There's a value, call it "weak friendliness", that I view as a prerequisite to politics: it's a function that humans already implement successfully, and is the one that says "I don't want to be wire-headed, drugged in to a stupor, victim of a nuclear winter, or see Earth turned in to paperclips".

A hands-off AI overlord can prevent all of that, while still letting humanity squabble over gay rights and which religion is correct.

And, well, the whole point of an AI is that it's smarter than us, and thus has a chance of solving harder problems.

2TimS
I'm not sure this is true in any useful sense. Louis XIV probably agrees with me that "I don't want to be wire-headed, drugged in to a stupor, victim of a nuclear winter, or see Earth turned in to paperclips." But I think is is pretty clear than the Sun King was not implementing my moral preferences, and I am not implementing his. Either one of us is not "weak friendly" or "weak friendly" is barely powerful enough to answer really easy moral questions like "should I commit mass murder for no reason at all?" (Hint: no). If weak friendly morality is really that weak, then I have no confidence that a weak-FAI would be able to make a strong-FAI, or even would want to. In other words, I suspect that what most people mean by weak friendly is highly generalized applause lights that widely diverging values could agree with without any actual agreement on which actions are more moral.
----------
* _Exercise aim_: From the thread on weak friendliness, extract the passage starting at "There's a value, call" and ending at "solving harder problems.". Work only from the thread on weak friendliness.

* _Dataset extract_:
----------
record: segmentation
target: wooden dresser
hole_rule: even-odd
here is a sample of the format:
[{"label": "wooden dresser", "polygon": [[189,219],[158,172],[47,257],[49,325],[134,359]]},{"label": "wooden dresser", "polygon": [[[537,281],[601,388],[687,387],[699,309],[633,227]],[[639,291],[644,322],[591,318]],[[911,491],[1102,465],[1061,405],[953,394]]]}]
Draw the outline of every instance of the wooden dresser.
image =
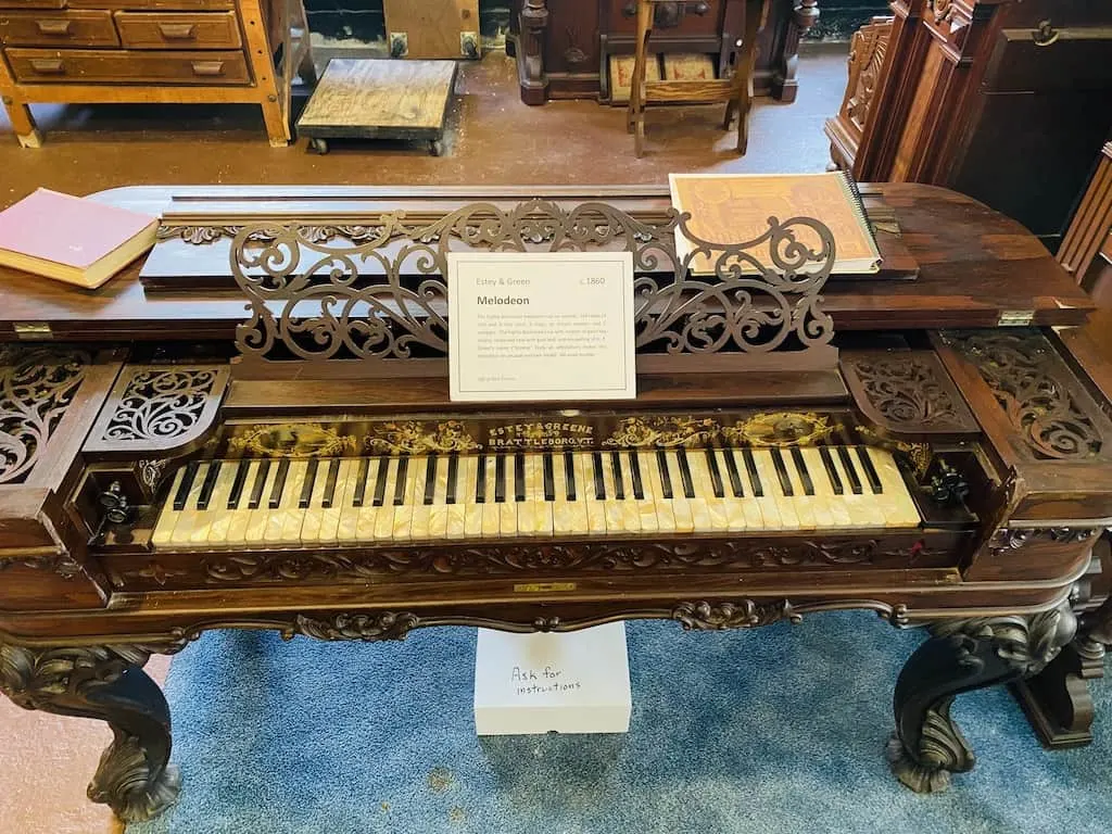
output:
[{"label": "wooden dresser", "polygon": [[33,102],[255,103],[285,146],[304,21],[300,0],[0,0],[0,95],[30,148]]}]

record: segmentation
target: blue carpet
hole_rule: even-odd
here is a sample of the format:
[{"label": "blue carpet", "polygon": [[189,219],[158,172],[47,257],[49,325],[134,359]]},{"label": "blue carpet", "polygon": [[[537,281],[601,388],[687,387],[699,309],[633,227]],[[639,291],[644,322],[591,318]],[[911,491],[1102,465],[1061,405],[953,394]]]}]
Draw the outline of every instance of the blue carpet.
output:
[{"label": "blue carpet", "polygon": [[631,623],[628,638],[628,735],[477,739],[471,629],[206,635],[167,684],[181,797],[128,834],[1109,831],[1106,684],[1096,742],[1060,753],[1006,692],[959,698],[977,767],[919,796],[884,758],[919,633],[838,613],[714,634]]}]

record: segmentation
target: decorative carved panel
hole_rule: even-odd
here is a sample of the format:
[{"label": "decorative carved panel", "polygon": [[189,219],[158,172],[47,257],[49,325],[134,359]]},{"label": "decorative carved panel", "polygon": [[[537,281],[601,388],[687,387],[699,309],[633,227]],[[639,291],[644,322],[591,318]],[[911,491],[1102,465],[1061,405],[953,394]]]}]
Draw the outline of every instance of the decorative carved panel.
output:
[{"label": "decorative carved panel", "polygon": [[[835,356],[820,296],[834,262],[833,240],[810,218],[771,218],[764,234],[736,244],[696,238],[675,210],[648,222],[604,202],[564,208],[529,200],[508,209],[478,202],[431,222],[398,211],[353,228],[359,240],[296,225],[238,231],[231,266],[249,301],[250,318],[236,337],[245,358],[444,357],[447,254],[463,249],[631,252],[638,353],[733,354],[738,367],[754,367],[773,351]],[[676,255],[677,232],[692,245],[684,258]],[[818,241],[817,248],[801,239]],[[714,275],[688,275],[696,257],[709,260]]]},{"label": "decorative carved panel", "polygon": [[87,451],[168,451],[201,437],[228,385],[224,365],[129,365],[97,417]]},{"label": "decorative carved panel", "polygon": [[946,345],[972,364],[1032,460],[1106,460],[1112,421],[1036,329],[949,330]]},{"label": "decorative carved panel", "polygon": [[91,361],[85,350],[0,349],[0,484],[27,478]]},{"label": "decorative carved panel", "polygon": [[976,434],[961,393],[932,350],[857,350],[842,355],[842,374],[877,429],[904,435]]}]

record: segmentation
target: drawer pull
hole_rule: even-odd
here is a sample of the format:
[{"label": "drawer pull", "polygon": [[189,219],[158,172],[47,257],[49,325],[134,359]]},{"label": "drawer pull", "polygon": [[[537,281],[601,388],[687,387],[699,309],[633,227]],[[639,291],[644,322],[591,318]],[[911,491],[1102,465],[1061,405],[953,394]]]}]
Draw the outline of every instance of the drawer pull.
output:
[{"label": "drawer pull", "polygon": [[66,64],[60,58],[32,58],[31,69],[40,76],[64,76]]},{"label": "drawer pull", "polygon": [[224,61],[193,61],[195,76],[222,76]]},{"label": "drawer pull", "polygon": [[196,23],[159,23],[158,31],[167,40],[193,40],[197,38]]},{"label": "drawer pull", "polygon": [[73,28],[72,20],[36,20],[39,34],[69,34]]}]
----------
* _Result of the task_:
There's a value, call it "weak friendliness", that I view as a prerequisite to politics: it's a function that humans already implement successfully, and is the one that says "I don't want to be wire-headed, drugged in to a stupor, victim of a nuclear winter, or see Earth turned in to paperclips".

A hands-off AI overlord can prevent all of that, while still letting humanity squabble over gay rights and which religion is correct.

And, well, the whole point of an AI is that it's smarter than us, and thus has a chance of solving harder problems.